(What you need to do)
1. In the summary on exercise and damaged mitochondria, which enzyme converts the released ceramides into sphingosine-1-phosphate?
2. Copy the piece of the exercise and mitochondria summary from "How Exercise Turns" up to and including "in slow-twitch fibers.", changing every "ceramides" to "sphingolipids".

How Exercise Turns Damaged Mitochondria Into a Muscle-Boosting Signal Molecule
Mitophagy during endurance exercise releases ceramides that convert to S1P, driving muscle adaptation specifically in slow-twitch fibers.
Summary
Researchers discovered that endurance exercise triggers mitophagy — the cellular cleanup of damaged mitochondria — in slow-twitch muscle fibers, releasing ceramides that are converted into sphingosine-1-phosphate (S1P) via the enzyme SPHK1. This S1P then activates receptors S1PR1 and S1PR2, which are uniquely enriched in slow-twitch fibers in both mice and humans, promoting mitochondrial biogenesis and improving endurance capacity. Blocking this pathway impaired exercise adaptation, while administering S1P externally improved endurance in muscle-atrophy mouse models. The findings identify a previously unknown sphingolipid signaling axis as a central mediator of exercise-induced muscle adaptation, with potential therapeutic implications for muscle-wasting diseases like Duchenne muscular dystrophy and sarcopenia.

(Extracted information)
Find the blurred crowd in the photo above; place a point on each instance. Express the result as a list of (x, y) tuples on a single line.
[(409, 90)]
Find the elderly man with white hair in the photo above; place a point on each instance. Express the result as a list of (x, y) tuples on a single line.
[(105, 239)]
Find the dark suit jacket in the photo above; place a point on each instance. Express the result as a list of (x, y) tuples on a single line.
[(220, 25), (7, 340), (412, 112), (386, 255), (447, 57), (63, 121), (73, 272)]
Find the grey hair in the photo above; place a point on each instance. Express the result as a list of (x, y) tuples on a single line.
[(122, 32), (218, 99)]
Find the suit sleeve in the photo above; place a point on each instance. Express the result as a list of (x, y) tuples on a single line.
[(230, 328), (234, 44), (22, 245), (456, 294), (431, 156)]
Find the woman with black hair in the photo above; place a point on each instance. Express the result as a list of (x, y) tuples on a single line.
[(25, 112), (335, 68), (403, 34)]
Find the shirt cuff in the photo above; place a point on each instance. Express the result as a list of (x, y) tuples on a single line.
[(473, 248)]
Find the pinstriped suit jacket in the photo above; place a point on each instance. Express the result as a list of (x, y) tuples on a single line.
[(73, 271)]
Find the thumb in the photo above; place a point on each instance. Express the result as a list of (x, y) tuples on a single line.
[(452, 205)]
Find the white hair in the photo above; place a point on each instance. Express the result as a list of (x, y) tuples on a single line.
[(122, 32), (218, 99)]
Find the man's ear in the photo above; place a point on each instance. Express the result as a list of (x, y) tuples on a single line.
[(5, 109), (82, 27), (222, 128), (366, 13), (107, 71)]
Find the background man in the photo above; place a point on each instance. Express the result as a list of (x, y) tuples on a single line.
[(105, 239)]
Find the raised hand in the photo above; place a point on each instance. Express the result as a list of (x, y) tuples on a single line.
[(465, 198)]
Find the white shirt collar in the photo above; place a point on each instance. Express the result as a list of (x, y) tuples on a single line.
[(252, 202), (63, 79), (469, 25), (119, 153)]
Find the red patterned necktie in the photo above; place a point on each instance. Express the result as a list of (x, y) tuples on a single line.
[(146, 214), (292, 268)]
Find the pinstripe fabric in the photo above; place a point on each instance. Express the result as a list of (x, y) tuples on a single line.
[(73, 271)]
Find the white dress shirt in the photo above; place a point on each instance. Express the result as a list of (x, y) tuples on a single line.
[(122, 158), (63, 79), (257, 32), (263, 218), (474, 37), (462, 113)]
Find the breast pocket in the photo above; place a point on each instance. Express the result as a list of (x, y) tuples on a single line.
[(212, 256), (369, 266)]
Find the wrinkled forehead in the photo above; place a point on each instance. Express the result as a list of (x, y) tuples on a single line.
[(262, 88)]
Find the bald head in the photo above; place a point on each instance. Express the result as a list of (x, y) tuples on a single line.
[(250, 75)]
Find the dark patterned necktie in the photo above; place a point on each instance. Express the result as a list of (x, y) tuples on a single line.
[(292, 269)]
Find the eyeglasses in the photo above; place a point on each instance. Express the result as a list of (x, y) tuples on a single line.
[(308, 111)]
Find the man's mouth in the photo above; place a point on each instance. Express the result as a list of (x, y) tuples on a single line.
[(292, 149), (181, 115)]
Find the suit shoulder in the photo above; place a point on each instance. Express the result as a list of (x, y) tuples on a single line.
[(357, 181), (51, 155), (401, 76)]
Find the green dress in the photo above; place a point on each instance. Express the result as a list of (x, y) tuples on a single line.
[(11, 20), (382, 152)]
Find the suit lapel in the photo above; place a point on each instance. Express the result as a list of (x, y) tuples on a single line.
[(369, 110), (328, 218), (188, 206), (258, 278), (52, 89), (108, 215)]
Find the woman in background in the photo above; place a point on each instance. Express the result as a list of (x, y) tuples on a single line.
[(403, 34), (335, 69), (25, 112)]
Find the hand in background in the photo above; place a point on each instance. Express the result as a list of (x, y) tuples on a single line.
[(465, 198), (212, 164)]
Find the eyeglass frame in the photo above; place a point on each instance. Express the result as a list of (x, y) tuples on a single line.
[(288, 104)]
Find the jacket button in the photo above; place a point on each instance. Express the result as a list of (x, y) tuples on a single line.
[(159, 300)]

...

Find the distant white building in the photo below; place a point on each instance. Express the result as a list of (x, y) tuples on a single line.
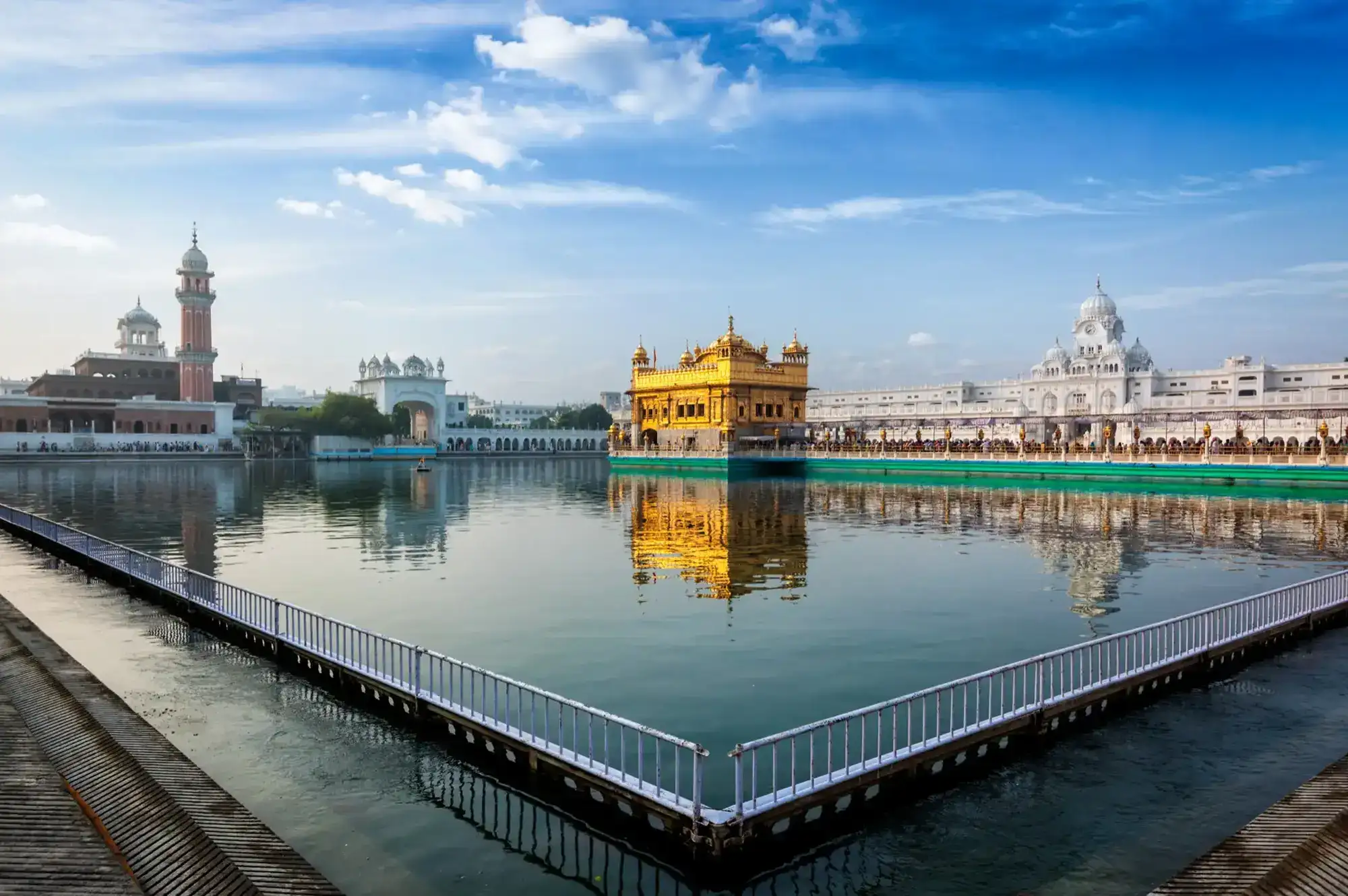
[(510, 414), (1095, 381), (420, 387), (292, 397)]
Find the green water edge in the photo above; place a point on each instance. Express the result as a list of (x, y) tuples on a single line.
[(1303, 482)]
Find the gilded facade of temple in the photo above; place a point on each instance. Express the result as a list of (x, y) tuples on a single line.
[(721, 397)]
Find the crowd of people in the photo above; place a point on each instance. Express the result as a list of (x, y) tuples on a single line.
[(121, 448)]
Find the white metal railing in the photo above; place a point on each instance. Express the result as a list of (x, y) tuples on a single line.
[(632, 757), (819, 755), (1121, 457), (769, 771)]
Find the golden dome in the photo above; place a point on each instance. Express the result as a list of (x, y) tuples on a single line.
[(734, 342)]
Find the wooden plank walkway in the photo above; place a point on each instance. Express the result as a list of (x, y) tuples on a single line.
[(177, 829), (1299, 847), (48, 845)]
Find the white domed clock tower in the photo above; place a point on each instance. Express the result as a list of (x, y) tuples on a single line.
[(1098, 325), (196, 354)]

--

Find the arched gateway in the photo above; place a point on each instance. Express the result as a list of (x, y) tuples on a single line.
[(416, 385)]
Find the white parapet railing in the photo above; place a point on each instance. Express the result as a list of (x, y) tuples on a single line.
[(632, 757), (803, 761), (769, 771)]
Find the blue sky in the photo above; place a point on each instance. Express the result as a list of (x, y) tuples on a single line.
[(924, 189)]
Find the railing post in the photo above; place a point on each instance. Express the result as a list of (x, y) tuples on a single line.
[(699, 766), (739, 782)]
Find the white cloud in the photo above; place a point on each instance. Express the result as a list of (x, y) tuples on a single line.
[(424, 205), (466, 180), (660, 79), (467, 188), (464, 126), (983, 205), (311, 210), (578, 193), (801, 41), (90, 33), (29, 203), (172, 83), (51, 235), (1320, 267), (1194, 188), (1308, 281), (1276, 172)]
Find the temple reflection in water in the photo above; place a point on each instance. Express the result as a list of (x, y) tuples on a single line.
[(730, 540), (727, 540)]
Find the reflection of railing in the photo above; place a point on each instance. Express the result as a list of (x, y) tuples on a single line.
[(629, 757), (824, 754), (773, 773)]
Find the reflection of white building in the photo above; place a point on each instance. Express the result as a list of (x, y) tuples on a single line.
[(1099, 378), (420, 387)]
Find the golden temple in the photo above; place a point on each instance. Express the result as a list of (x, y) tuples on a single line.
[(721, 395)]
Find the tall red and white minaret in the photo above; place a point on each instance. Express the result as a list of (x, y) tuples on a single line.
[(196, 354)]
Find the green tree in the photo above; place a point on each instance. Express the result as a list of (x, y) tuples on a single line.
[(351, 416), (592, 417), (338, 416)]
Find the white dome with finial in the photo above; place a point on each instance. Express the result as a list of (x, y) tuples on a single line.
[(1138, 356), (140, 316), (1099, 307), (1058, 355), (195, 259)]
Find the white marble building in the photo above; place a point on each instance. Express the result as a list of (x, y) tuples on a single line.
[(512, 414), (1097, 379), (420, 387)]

(Answer section)
1. SPHK1

2.
How Exercise Turns Damaged Mitochondria Into a Muscle-Boosting Signal Molecule
Mitophagy during endurance exercise releases sphingolipids that convert to S1P, driving muscle adaptation specifically in slow-twitch fibers.